++++ RECORDS SUPPLIED
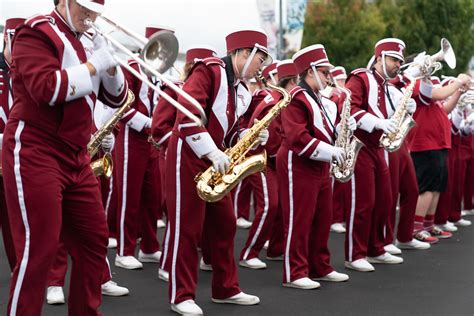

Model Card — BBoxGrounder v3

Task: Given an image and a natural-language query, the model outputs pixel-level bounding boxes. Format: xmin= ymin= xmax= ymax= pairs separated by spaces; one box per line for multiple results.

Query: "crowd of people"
++++++++
++++ RECORDS SUPPLIED
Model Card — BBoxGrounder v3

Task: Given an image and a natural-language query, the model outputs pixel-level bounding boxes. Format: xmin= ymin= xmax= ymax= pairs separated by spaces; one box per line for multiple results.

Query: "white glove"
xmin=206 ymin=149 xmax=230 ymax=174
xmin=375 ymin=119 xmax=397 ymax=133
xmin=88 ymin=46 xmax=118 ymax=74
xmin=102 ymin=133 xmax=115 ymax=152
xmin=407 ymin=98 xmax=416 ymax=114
++++++++
DO THIS
How many lines in the rows above contain the string "ymax"? Case matters. Reply with only the number.

WRITTEN ANSWER
7